= Texto =
Um bom precedente na transferência de poder
Depois da experiência com o malogrado Presidente da Nigéria Umaru Yar´Adua, cuja ausência prolongada, sucessivas vezes, na Arábia Saudita acarretou vários debates sobre a transferência de poder para o vice-presidente, desta vez com Muhammadu Buhari ocorreu a melhor gestão.
O actual Presidente esteve durante cerca de um mês na Inglaterra, para cuidados médicos não especificados, mas contrariamente ao que sucedeu há seis anos, Buhari formalizou a transferência de poder para o seu Vice-Presidente. Ao contrário do que sucede com outros países em que, nos casos excepcionais de incapacidade temporária do Presidente da República, o Vice-Presidente assume automaticamente o poder, na Nigéria o Presidente precisa de formalizar esse acto.
Entre 2009 a 2010, quando o antigo Presidente nigeriano, Umaru Yar´Adua esteve alternadamente em consulta médica na Arábia Saudita, o então Vice-Presidente, Goodluck Jonathan não exercia o cargo de forma interina por ausência do formalismo de passagem de poderes plenos. Numerosos políticos, inclusive parlamentares do partido no poder, o People´s Democratic Party (PDP), na altura, defendiam a necessidade de transferência automática, em vez do formalismo previsto na Constituição.

= Registos extraídos =
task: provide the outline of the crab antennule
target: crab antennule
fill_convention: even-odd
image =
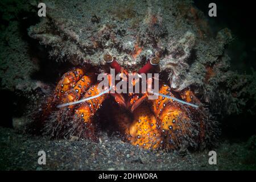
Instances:
[[[158,65],[160,62],[160,58],[158,57],[154,57],[150,59],[147,64],[146,64],[142,68],[141,68],[138,72],[138,73],[147,73],[150,69],[151,69],[154,67]]]
[[[114,59],[110,55],[105,55],[103,56],[103,59],[104,61],[110,64],[111,68],[115,69],[115,72],[117,73],[121,73],[122,70],[122,67],[117,63],[115,59]]]
[[[92,97],[90,97],[85,98],[84,99],[82,99],[81,100],[79,100],[79,101],[75,101],[75,102],[68,102],[68,103],[65,103],[65,104],[60,104],[59,105],[57,105],[57,108],[60,108],[60,107],[65,107],[65,106],[70,106],[70,105],[75,105],[75,104],[79,104],[79,103],[84,102],[85,102],[86,101],[89,101],[89,100],[90,100],[92,99],[94,99],[94,98],[96,98],[97,97],[100,97],[100,96],[102,96],[103,94],[105,94],[106,93],[109,93],[109,91],[110,91],[110,90],[111,90],[111,87],[109,87],[109,89],[105,90],[105,91],[104,91],[100,93],[97,95],[96,95],[96,96],[92,96]]]

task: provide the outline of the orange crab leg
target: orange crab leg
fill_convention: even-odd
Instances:
[[[54,93],[54,100],[59,100],[65,92],[71,88],[74,84],[84,75],[83,69],[75,68],[65,73],[58,82]]]
[[[77,68],[65,73],[57,84],[53,94],[53,97],[49,97],[46,105],[42,108],[43,120],[49,115],[52,107],[61,101],[61,98],[65,92],[71,89],[72,86],[84,75],[83,69]]]
[[[163,85],[159,89],[161,94],[174,98],[170,88]],[[151,103],[152,110],[158,118],[158,126],[162,135],[166,136],[164,144],[168,149],[177,149],[184,138],[191,135],[191,111],[185,105],[167,97],[159,96]]]
[[[156,118],[147,105],[134,110],[134,119],[129,127],[129,140],[132,144],[145,149],[160,147],[162,137],[157,129]]]
[[[93,72],[89,72],[84,75],[73,86],[65,93],[61,98],[61,102],[67,103],[77,101],[80,100],[81,94],[93,83],[95,81],[95,75]],[[69,108],[72,107],[72,106]]]

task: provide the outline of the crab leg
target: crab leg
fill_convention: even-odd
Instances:
[[[84,75],[84,70],[77,68],[67,72],[61,77],[55,88],[53,96],[49,97],[47,98],[46,104],[42,108],[42,113],[40,114],[40,117],[42,118],[42,120],[45,120],[53,109],[53,107],[55,108],[56,104],[61,101],[65,93],[70,89],[73,84]]]
[[[142,105],[135,110],[134,121],[130,125],[129,138],[133,145],[146,149],[160,148],[162,137],[157,121],[150,107]]]

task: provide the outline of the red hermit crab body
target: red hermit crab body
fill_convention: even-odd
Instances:
[[[128,72],[115,59],[105,55],[104,60],[121,73],[121,81],[127,81]],[[134,72],[139,78],[133,80],[130,87],[140,81],[142,74],[154,71],[159,61],[154,57]],[[111,109],[113,122],[118,126],[115,129],[133,145],[146,149],[179,150],[196,148],[203,143],[208,119],[205,109],[192,91],[186,89],[173,93],[160,80],[159,91],[155,93],[148,88],[157,78],[147,78],[146,92],[140,89],[137,93],[112,93],[111,89],[115,90],[115,86],[112,81],[113,76],[105,75],[109,88],[100,90],[93,68],[75,68],[65,73],[42,110],[40,120],[45,122],[46,133],[57,137],[75,135],[96,139],[94,115],[104,101],[113,96],[117,104]],[[155,94],[156,99],[148,99]]]

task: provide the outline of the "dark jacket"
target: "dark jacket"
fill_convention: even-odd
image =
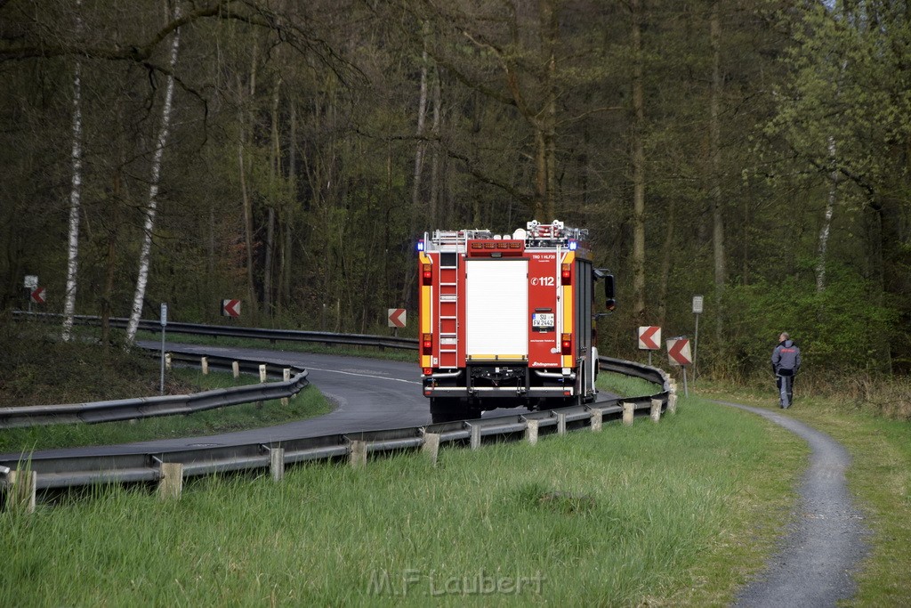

= Perguntas a responder =
(A) Resuma em duas frases o texto sobre a transferência de poder na Nigéria.
(B) Responda com base no texto sobre a transferência de poder na Nigéria:
(i) Para que país foi Buhari receber cuidados médicos e durante quanto tempo?
(ii) Em que país esteve Umaru Yar´Adua em consulta médica?
(iii) Que partido estava no poder na altura da ausência de Yar´Adua?
Os registos são material à parte, sem ligação ao texto.

= Resultados das tarefas =
(A) Durante cerca de um mês em Inglaterra para cuidados médicos, Buhari formalizou a transferência de poder para o seu Vice-Presidente, ao contrário do que sucedeu com Umaru Yar´Adua. Na Nigéria o Presidente precisa de formalizar esse acto, e entre 2009 e 2010, sem essa formalidade, o Vice-Presidente Goodluck Jonathan não exerceu o cargo de forma interina.

(B)
(i) Inglaterra, durante cerca de um mês.
(ii) Arábia Saudita.
(iii) O People´s Democratic Party (PDP).